─── Records to process
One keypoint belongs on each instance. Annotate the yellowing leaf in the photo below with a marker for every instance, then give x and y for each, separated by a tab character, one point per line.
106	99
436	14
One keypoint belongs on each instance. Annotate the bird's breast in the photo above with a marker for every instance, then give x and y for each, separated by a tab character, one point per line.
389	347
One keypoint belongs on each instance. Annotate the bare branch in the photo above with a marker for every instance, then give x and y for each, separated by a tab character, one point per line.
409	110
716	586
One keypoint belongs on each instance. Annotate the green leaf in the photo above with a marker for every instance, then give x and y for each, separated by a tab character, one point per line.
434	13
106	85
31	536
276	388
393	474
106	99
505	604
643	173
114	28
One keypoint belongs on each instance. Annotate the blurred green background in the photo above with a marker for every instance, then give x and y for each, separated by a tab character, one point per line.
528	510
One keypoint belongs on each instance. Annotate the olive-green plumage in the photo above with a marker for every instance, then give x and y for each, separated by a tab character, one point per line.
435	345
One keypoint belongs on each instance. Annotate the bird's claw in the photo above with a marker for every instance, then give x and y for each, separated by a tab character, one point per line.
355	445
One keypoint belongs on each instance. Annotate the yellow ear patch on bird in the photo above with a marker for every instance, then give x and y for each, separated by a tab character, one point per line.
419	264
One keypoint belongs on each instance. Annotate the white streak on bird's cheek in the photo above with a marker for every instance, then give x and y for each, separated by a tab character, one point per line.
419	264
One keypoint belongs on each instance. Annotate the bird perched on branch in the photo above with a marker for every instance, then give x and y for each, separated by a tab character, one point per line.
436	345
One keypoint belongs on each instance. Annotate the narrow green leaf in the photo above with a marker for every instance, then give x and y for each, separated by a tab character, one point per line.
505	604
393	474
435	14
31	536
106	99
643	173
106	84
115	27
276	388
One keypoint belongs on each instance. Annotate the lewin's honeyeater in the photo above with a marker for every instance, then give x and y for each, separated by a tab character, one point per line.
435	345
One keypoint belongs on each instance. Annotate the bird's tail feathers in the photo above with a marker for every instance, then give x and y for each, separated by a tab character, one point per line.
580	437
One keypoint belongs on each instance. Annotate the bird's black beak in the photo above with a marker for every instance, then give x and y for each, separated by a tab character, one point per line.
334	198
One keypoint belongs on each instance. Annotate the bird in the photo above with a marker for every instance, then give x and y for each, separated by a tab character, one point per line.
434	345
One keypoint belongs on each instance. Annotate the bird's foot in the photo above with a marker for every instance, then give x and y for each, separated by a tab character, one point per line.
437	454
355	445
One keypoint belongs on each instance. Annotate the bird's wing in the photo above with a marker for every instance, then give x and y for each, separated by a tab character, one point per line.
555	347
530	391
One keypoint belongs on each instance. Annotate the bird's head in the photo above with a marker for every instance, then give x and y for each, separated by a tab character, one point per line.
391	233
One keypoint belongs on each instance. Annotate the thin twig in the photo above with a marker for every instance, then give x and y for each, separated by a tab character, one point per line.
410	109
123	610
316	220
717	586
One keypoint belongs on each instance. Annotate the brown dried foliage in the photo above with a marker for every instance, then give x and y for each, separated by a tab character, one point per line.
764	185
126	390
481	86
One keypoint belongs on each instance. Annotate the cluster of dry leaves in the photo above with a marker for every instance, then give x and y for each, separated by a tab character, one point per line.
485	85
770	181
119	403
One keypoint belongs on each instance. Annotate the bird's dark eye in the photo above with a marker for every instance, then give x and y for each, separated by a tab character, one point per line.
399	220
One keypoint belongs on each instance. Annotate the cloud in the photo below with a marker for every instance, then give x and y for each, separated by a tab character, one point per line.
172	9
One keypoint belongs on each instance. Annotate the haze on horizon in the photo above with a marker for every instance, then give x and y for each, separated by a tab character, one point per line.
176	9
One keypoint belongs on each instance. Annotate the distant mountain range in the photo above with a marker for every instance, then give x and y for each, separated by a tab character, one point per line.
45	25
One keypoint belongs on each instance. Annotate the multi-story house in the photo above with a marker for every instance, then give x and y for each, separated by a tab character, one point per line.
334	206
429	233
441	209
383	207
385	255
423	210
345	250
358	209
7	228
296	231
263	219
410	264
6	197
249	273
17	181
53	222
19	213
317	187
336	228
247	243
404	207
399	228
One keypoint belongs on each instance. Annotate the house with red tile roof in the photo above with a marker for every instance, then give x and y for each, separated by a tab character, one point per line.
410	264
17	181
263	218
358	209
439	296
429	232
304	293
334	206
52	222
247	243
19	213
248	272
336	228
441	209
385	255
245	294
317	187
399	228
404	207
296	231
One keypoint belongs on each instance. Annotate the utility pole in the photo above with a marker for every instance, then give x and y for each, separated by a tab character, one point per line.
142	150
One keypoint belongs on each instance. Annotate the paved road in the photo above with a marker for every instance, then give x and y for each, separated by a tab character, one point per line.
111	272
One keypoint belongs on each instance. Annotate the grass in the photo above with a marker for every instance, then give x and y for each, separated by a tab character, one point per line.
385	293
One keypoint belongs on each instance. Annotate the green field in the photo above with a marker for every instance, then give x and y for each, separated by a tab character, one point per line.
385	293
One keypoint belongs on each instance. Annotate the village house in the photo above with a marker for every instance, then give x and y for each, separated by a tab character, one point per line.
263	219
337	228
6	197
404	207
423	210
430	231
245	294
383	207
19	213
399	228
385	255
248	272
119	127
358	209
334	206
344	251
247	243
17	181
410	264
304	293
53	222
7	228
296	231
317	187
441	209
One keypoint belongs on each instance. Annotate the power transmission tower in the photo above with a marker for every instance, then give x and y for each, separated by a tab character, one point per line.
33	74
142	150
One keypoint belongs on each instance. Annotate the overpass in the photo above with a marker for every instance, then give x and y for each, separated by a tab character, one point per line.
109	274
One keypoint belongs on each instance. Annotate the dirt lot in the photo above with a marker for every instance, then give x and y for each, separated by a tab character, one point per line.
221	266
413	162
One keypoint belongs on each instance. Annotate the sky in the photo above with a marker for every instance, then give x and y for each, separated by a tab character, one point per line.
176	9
──────
## Goal of the exercise
Type the whole listing again, unaltered.

## Result
One keypoint belongs on each instance. Annotate the yellowing leaf in the photo below with a marker for every instance, then give x and y for each, separated by a tab character, one point per line.
106	99
436	14
One keypoint belongs on each instance. Annotate the bird's breast in the photo above with a marker for every instance, then give x and y for each, separated by a tab character, one point per line.
389	347
One keypoint belongs on each instance. Annotate the bare branch in the photo above with a marker for every instance, then give x and y for each, separated by a tab character, one point per line.
409	110
716	586
One keypoint belongs on each instance. Annotate the green leaf in the photo above with a marker for every instance, then give x and y for each, separated by a tab character, one point per line.
434	13
106	85
31	536
276	388
393	474
106	99
505	604
643	173
114	28
One keypoint belongs on each instance. Annotate the blurred green background in the photo above with a marker for every instance, then give x and y for each, separated by a tab character, one point per line.
528	510
One keypoint belongs on each instance. Annotate the olive-green plumage in the photo above with a marker for every instance, then give x and y for each, separated by a tab character, one point per line.
435	345
One keypoint belongs on each instance. Annotate the bird's claw in the photo above with a marker for every instance, then give x and y for each, separated by a tab character, one point per line.
355	445
One keypoint belongs on each instance. Annotate the yellow ear patch on bird in the photo above with a marker for every instance, then give x and y for each, separated by a tab character, one point per line.
419	264
One keypoint belongs on each instance. Annotate the white streak on bird's cheek in the photo above with a marker for every instance, then give x and y for each, separated by a tab character, one point per line.
419	264
One keypoint belongs on each instance. Annotate the bird perched on branch in the photo above with a marker for every instance, then give x and y for each, separated by a tab character, one point per line.
436	345
One keypoint belongs on each instance. Annotate the narrow green leaf in the photo above with a marker for every instance, then give x and y for each, separated by a tab character, one point per line.
505	604
393	474
435	14
31	536
106	99
643	173
106	84
115	27
276	388
One keypoint belongs on each instance. Annotate the lewin's honeyeater in the photo above with a marker for every instance, then give x and y for each, separated by a tab character, one point per line.
435	345
One keypoint belongs on each instance. Annotate the bird's tail feathers in the photo above with a marker for every instance, then give x and y for each, separated by a tab character, one point per line.
580	437
One keypoint belongs on each instance. Annotate the bird's black beak in the photo above with a marker for every instance, then give x and y for each, separated by a tab character, one point per line.
334	198
One keypoint belongs on each instance. Annotate the bird in the photo above with a marker for every instance, then give x and y for each, separated by a tab character, one point per line.
434	345
One keypoint belongs on each instance. Annotate the bird's foot in the photo above with a marker for every instance, then give x and y for each, separated by a tab character, one point per line.
437	454
355	445
One keypoint belongs on each instance. Annotate the bird's wing in the photo above with a marker for every instance, then give x and y for each, separated by a tab character, one point per line.
555	347
530	391
One keypoint belongs on each instance. Annotate the bird's head in the photo above with a marker for every instance, then give x and y for each, separated by a tab character, one point per line.
391	233
One keypoint belongs on each instance. Annotate the thin twig in the photo above with a marker for every instance, then give x and y for each, separated by a tab character, one point per line.
410	109
123	610
316	220
717	586
One keypoint belongs on each instance. Annotate the brown dried foliage in the photo above with a marker for every instance, then give x and y for each, separated by a tab character, one point per line.
764	185
126	390
481	86
One keypoint belongs on each instance. Annotate the cluster of dry leaves in the photo above with a marker for every instance, then give x and y for each, separated by a tab character, one point per line.
485	85
770	181
119	403
One keypoint belongs on each instance. Annotate the bird's dark eye in the photo above with a marker for every instance, then give x and y for each, separated by a tab character, one point per line.
399	220
One keypoint belongs on each instance. Annotate the cloud in the photo below with a marker for every instance, then give x and y for each, separated by a tab character, one point per line.
172	9
One keypoint belongs on each instance. Annotate the haze on horizon in the photo above with a marker for every instance, then give x and y for each, separated by a tab character, one point per line.
176	9
One keypoint belongs on each instance. Annotate the distant mountain range in the photo above with a marker for every instance, then give x and y for each, separated by a tab character, one point per line.
45	25
One keypoint belongs on each instance. Annotate the multi-story house in the photo above with a marker for every instance, then give x and y for each, separated by a tab character, one point per line.
334	206
429	233
441	209
383	207
385	255
423	210
345	250
358	209
7	228
296	231
263	219
410	264
6	197
249	273
17	181
53	222
19	213
317	187
336	228
247	243
404	207
399	228
One keypoint belongs on each instance. Annotate the house with red tile roof in the photo above with a marker for every instance, then give x and y for each, separated by a tab character, one point per line.
410	264
17	181
263	218
358	209
439	296
429	232
304	293
334	206
52	222
247	243
19	213
248	272
336	228
441	209
385	255
245	294
317	187
399	228
404	207
296	231
One keypoint belongs on each instance. Annotate the utility pole in the photo above with a marker for every instance, then give x and y for each, separated by a tab character, one point per line.
142	150
One keypoint belongs on each instance. Annotate the paved road in the photo above with a marker for every instance, then give x and y for each, separated by a tab character, one point per line.
111	272
One keypoint belongs on each instance. Annotate the grass in the photo above with a marker for every instance, then give x and y for each, separated by a tab character, one point per line.
385	293
One keypoint belongs on each instance. Annotate the green field in the photo above with a marker for every instance, then give x and y for each, separated by a tab character, one point per line.
385	293
One keypoint belongs on each instance. Annotate the village house in the photo above with a marker for every instance, then give x and y for each, separated by a tab character, one point per line.
263	219
337	228
6	197
404	207
423	210
430	231
245	294
383	207
19	213
399	228
385	255
248	272
119	127
358	209
334	206
344	251
247	243
17	181
410	264
304	293
53	222
7	228
296	231
317	187
441	209
One keypoint belongs on each instance. Annotate the power transmission tower in the photo above with a marker for every instance, then give x and y for each, separated by a tab character, one point per line.
33	74
142	150
One keypoint belongs on each instance. Annotate the overpass in the photo above with a marker for every instance, then give x and y for each, separated by a tab character, one point per line.
109	274
One keypoint belongs on each instance. Annotate the dirt lot in the photo above with a marker for every instance, then give x and y for each, separated by a tab character, one point per line.
221	266
413	162
One keypoint belongs on each instance. Annotate the sky in the photo above with a marker for every instance, then give x and y for each, separated by a tab character, one point per line.
176	9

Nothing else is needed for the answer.